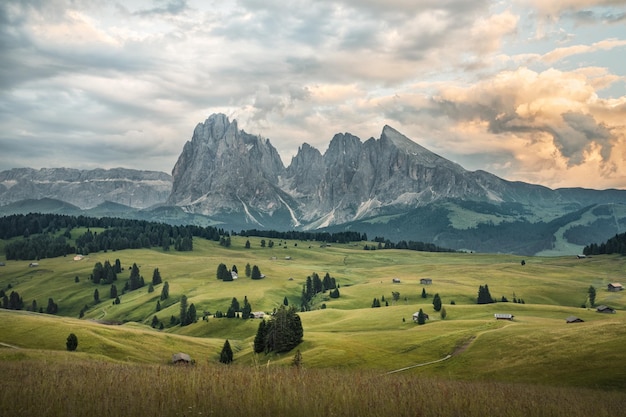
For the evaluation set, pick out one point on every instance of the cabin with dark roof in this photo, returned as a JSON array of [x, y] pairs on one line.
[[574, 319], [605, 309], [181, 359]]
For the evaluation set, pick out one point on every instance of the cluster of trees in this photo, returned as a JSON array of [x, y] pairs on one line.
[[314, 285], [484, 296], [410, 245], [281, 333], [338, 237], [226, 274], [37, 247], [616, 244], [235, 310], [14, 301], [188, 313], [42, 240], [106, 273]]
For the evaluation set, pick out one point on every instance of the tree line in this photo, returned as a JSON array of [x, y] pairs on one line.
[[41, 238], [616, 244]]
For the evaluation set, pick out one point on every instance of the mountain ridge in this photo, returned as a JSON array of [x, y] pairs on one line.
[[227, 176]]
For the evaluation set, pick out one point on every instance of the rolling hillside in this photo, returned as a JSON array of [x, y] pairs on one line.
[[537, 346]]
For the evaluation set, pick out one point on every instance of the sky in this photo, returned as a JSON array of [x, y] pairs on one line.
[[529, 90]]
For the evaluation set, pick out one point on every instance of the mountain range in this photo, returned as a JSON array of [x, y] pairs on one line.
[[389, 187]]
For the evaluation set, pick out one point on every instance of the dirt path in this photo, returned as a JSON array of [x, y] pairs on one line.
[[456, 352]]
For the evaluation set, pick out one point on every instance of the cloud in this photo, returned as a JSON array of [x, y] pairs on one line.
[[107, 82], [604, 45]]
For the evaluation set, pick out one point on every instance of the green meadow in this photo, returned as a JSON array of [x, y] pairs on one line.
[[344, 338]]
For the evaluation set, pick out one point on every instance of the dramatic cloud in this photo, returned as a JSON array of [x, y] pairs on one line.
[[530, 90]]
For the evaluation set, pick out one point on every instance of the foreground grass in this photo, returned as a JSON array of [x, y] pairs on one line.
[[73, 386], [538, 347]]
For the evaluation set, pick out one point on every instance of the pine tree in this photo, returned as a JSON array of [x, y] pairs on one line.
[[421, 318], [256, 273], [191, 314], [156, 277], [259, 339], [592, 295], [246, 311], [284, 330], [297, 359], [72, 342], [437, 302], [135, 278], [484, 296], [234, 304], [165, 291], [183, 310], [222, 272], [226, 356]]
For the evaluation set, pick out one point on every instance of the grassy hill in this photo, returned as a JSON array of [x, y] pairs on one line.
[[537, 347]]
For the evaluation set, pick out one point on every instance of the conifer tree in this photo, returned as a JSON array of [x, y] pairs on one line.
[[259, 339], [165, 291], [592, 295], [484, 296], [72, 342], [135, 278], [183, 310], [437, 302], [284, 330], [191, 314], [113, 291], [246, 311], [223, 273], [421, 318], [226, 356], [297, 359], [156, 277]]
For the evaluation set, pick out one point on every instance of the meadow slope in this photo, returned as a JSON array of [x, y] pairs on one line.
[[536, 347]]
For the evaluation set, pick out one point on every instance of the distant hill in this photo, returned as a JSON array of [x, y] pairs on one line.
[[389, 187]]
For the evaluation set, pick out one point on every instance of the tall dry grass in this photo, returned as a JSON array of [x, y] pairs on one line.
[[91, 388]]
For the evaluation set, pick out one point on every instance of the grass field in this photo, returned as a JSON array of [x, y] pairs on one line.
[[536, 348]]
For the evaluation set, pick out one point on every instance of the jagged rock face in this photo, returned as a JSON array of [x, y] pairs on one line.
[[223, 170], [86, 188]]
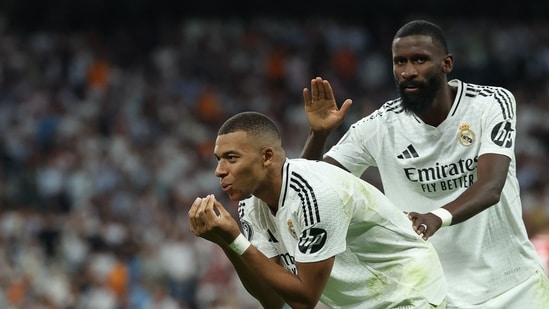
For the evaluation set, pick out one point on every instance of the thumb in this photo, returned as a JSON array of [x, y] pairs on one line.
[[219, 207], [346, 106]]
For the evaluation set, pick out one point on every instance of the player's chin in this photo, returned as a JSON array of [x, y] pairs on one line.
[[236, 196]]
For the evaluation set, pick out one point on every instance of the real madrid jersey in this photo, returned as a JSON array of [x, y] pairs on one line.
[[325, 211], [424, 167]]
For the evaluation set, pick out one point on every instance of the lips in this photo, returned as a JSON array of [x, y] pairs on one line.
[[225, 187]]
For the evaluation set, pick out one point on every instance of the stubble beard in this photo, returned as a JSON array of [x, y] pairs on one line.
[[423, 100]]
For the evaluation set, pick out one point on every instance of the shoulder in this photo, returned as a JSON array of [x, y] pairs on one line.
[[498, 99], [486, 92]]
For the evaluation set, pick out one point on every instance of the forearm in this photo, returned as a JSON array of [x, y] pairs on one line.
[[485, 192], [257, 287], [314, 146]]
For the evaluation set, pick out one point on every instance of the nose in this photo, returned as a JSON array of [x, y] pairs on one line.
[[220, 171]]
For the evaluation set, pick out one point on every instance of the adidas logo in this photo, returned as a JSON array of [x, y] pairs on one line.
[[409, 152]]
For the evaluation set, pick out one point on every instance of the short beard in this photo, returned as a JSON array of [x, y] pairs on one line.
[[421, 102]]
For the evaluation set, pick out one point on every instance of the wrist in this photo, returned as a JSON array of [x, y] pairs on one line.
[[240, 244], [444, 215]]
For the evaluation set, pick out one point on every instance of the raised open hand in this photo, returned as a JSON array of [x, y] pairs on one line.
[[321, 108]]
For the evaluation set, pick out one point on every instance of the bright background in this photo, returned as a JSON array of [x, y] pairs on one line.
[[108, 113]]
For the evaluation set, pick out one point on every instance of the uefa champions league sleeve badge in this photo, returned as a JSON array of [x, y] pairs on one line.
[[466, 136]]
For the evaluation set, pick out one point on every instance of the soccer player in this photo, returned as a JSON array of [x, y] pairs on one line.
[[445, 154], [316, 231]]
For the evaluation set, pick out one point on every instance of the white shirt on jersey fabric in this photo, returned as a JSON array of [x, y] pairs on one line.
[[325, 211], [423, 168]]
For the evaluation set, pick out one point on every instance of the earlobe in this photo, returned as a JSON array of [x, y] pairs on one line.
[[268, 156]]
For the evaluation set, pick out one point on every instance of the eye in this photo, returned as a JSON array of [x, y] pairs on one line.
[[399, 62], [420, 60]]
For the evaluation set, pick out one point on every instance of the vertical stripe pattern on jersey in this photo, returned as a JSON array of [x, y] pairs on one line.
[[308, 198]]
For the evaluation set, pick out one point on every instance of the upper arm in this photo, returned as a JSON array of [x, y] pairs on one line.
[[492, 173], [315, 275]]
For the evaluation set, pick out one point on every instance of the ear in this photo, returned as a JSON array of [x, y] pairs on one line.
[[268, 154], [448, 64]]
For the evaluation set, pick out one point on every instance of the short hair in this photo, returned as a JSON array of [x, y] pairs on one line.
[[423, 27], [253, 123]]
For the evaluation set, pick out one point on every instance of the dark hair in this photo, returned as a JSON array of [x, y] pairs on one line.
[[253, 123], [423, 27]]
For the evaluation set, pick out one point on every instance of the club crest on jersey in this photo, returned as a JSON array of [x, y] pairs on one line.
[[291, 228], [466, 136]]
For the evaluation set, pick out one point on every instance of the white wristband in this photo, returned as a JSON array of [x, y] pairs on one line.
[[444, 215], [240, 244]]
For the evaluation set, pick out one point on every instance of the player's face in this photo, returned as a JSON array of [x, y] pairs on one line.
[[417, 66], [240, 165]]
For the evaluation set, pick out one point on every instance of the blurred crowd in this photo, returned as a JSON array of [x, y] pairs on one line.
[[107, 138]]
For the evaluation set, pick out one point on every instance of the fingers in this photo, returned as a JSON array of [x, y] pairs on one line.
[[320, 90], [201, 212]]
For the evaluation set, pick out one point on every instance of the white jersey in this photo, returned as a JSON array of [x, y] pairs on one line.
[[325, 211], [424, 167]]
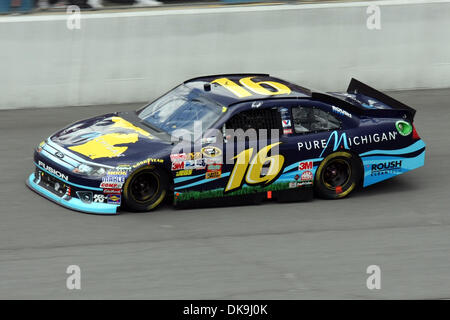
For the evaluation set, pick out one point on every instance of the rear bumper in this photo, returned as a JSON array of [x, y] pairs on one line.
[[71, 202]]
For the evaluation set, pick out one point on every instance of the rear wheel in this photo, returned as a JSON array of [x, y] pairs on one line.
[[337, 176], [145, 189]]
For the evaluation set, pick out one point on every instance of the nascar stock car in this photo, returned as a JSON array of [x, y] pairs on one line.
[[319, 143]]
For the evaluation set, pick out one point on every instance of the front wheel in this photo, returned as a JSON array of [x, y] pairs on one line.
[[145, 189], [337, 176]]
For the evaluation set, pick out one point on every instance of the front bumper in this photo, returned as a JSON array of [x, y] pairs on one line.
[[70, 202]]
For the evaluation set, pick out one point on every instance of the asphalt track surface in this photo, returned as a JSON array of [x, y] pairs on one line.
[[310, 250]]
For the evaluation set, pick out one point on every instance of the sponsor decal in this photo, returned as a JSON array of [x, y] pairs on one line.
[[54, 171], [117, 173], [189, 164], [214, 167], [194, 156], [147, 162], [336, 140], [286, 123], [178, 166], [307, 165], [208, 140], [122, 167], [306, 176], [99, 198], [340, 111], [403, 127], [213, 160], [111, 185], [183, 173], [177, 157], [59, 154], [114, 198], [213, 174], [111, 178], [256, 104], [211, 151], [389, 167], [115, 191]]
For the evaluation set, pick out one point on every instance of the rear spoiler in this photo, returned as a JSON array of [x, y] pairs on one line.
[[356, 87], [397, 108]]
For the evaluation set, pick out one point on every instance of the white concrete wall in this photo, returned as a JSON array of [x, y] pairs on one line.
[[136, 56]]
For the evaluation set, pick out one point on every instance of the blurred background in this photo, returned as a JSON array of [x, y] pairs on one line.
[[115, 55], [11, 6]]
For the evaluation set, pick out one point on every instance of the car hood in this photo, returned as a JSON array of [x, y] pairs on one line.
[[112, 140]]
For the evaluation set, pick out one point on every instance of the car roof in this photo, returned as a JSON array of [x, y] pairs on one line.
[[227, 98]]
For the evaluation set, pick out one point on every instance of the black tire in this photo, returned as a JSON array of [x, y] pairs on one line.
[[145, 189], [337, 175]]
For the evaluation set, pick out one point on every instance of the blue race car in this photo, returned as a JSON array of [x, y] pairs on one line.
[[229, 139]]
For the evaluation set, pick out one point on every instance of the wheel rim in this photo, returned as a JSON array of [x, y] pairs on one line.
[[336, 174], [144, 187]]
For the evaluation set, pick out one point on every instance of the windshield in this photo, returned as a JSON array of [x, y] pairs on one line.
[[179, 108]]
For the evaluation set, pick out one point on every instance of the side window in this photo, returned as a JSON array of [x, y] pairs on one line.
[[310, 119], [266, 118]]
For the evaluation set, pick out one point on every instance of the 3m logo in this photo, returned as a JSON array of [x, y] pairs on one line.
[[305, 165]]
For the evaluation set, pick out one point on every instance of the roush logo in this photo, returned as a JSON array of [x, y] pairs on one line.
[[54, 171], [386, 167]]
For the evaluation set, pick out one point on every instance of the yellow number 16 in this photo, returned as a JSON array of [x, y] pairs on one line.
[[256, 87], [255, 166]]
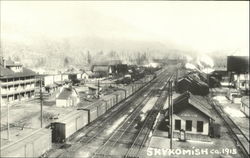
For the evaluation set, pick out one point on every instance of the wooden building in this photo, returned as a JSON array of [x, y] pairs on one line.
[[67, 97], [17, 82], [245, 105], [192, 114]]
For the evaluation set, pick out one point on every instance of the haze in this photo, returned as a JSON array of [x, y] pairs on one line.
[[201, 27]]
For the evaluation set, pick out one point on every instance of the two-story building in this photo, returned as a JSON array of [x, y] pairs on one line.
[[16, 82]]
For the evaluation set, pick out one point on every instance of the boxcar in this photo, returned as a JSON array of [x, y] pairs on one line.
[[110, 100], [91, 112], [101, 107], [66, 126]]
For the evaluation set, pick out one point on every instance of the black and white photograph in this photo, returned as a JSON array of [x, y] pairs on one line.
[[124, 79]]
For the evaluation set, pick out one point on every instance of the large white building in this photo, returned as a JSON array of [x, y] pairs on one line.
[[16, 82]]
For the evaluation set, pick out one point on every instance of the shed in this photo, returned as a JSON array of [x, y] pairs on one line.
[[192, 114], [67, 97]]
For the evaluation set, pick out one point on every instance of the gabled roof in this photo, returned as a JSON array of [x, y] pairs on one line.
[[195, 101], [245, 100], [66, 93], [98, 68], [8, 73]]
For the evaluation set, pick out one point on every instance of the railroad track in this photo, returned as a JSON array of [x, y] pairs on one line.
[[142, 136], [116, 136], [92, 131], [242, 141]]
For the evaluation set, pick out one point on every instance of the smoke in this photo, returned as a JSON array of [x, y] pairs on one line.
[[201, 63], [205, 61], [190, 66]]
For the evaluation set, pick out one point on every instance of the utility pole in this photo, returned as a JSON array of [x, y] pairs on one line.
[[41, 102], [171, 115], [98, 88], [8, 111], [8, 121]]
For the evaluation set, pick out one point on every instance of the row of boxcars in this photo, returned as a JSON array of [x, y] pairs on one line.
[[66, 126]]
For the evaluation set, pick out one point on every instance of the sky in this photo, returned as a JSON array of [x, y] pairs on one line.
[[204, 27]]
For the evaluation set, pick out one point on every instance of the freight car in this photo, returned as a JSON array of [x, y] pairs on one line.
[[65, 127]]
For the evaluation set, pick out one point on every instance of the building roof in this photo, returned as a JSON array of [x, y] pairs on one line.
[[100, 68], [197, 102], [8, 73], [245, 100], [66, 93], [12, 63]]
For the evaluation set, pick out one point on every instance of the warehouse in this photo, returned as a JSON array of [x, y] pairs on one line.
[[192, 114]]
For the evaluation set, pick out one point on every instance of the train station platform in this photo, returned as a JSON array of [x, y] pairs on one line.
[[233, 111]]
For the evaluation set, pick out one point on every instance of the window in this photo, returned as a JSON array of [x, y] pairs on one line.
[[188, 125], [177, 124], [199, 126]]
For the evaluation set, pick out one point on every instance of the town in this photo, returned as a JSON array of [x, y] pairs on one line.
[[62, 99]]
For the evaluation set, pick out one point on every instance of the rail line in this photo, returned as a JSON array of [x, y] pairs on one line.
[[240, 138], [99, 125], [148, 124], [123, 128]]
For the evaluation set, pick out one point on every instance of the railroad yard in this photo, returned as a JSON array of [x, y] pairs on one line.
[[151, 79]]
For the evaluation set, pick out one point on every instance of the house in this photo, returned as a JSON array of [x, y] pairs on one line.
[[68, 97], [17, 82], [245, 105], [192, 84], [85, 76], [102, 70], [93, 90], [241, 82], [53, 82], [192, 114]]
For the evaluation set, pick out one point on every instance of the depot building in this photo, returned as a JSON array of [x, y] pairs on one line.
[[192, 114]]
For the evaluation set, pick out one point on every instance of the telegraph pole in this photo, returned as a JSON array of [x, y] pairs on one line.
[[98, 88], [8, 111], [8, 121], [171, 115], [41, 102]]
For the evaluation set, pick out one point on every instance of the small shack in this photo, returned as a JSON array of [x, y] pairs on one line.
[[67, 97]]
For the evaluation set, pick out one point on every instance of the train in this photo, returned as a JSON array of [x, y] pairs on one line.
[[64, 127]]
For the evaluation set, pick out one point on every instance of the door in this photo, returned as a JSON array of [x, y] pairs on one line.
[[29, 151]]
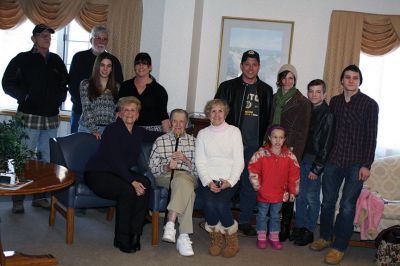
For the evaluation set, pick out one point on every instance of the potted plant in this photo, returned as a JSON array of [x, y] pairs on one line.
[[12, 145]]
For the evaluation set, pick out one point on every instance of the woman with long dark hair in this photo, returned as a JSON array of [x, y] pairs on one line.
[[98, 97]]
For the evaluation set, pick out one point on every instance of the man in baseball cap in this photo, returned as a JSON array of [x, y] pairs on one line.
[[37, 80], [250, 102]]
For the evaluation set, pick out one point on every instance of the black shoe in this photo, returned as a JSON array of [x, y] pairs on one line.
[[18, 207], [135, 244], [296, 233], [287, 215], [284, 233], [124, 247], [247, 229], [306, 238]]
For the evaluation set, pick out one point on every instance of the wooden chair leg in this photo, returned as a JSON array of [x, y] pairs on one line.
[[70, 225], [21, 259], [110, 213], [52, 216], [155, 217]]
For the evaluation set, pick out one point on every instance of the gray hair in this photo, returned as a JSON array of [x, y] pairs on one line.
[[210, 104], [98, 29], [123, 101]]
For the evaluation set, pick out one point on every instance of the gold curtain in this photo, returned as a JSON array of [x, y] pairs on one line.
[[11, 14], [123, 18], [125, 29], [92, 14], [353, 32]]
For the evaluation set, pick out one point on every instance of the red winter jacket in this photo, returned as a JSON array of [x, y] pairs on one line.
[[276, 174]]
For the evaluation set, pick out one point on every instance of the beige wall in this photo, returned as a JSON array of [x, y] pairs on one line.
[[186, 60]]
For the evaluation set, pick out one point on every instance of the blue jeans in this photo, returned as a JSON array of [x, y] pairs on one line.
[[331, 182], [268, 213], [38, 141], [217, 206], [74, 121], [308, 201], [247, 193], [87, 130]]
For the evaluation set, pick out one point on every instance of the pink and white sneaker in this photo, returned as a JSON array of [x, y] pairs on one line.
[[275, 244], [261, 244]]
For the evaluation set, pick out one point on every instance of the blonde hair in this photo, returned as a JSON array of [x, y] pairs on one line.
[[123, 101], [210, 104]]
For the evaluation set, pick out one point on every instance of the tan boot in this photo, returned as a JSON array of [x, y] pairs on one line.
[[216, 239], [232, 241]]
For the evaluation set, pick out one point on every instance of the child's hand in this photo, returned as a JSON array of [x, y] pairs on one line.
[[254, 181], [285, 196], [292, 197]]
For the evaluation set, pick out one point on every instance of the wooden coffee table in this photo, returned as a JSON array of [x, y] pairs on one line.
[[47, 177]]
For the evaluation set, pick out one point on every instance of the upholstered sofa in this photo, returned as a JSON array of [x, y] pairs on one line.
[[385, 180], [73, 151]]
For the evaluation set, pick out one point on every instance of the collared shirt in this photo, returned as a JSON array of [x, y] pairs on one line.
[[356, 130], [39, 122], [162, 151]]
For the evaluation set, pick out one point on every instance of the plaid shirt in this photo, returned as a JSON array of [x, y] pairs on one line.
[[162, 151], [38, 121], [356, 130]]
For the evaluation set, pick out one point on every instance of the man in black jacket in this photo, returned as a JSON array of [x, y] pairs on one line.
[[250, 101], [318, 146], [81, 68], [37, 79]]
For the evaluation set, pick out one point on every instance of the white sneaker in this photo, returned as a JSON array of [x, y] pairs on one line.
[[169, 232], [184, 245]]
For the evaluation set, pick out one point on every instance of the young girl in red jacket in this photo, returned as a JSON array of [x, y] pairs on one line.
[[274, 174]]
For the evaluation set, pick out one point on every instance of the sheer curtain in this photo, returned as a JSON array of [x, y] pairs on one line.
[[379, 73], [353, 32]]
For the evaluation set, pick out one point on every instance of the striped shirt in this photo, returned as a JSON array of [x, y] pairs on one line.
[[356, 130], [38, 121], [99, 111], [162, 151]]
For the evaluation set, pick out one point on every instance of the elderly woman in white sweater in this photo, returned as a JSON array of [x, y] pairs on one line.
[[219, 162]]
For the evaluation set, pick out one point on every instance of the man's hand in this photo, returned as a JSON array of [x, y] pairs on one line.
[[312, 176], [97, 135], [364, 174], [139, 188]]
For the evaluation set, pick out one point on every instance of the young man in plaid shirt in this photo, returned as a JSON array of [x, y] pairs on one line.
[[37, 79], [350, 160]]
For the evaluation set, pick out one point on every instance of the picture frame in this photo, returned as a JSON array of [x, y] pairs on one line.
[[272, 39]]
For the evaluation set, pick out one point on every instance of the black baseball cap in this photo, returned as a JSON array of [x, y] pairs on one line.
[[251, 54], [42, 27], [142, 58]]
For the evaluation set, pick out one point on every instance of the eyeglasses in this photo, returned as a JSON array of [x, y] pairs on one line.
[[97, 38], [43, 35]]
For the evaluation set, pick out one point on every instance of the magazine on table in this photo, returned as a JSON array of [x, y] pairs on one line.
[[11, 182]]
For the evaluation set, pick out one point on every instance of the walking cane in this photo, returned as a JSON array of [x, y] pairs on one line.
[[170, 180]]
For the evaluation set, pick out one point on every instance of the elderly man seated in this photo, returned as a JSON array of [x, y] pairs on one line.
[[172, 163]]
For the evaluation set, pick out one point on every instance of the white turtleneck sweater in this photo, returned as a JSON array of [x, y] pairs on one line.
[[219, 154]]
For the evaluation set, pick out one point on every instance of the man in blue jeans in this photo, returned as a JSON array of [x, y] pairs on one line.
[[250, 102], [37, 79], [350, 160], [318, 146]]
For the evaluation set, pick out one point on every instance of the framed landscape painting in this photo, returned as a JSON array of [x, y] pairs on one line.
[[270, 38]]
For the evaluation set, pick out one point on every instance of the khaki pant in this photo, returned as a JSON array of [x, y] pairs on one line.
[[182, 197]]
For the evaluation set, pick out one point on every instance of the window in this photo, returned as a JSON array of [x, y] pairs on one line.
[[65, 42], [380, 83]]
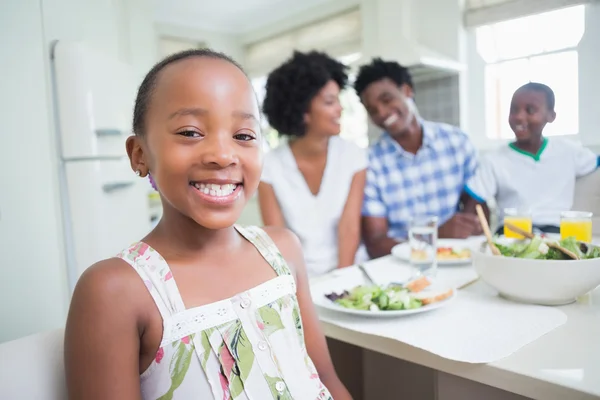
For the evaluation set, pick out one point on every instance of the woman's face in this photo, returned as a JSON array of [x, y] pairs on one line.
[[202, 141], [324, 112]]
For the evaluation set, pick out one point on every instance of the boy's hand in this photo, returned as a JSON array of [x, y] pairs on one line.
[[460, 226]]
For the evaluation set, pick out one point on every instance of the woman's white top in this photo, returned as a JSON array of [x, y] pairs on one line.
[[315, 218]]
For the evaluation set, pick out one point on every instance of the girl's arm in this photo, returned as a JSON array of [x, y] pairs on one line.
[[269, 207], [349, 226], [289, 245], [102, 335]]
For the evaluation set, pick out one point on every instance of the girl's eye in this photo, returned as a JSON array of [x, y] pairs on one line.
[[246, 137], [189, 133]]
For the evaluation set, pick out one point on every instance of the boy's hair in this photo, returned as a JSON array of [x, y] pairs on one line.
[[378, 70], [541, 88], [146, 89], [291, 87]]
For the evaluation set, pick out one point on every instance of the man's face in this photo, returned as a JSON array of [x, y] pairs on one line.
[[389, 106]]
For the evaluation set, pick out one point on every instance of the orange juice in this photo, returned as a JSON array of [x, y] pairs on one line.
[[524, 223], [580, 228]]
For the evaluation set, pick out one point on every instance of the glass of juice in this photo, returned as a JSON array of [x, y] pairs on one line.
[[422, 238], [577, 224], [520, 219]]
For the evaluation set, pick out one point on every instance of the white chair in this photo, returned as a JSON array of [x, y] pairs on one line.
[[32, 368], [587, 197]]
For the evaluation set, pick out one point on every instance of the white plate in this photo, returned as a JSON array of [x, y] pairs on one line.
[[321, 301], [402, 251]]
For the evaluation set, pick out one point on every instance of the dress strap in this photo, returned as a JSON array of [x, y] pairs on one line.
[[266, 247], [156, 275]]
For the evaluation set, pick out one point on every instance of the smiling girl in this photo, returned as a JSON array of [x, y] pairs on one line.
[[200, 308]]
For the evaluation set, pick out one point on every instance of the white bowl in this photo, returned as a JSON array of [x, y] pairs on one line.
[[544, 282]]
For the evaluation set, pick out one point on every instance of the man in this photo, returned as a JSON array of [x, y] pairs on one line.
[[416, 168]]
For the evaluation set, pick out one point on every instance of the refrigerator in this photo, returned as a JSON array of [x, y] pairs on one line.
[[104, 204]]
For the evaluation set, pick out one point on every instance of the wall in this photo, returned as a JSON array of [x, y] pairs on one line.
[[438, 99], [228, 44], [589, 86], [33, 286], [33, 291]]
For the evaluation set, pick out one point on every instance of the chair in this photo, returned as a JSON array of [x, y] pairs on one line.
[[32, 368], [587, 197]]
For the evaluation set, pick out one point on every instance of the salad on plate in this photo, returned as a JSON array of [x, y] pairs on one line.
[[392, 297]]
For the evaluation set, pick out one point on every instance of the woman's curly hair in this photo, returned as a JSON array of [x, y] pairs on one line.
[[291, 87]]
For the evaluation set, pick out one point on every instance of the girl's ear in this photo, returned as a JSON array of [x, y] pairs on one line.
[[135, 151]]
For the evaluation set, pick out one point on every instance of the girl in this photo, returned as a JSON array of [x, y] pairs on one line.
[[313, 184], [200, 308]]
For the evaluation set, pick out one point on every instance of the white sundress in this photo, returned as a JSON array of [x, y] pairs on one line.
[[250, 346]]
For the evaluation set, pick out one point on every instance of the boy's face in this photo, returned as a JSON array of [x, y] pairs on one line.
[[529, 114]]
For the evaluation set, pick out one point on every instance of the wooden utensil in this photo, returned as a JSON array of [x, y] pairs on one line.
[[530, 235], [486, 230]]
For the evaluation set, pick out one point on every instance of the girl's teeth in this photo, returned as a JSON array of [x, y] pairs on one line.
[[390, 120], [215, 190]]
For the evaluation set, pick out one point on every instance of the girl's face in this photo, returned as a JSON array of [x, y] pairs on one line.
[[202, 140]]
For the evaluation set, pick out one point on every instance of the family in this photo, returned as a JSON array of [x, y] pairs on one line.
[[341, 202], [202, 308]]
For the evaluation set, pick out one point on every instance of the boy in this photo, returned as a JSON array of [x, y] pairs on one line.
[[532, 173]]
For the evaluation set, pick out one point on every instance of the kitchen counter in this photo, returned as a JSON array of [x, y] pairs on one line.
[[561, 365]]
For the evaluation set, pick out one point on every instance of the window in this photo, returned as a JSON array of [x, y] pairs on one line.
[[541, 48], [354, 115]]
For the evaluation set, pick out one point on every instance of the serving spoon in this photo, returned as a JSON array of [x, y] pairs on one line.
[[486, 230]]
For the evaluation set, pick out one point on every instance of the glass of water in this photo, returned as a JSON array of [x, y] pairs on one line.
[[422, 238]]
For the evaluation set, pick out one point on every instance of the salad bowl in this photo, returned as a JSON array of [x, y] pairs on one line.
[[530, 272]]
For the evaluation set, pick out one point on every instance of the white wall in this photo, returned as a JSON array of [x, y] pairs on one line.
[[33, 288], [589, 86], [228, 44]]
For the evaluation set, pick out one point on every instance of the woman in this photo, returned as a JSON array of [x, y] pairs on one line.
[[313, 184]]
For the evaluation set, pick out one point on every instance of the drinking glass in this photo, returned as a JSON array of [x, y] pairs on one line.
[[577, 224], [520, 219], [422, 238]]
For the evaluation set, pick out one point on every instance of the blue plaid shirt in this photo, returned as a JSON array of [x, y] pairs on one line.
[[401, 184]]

*****

= OBJECTIVE =
Write out the listing again from the line with "of the stubble" to the line with "[[220, 171]]", both lines included and the requests kept as they are. In the answers, move every x and y coordinate up by 99.

= RESULT FOR THIS TASK =
For the evaluation set, pick out one point on every instance of the stubble beard in this photo, returned as a JSON array of [x, y] pairs on one line.
[[522, 199]]
For the evaluation set, pick out one point on every instance of the shoulder in this photo, returned as a JSON array of [x, y] pairs on one line.
[[597, 198], [585, 191]]
For the evaluation set, pick out one point on every instance of the forearm in this photo, returned as a JSON array of [x, y] pairs on one line.
[[584, 291], [356, 386], [413, 245]]
For the evaluation set, pick out one point on every instance of the nose in this photo, returned as a JSON array of [x, y] pairs on one line.
[[319, 270]]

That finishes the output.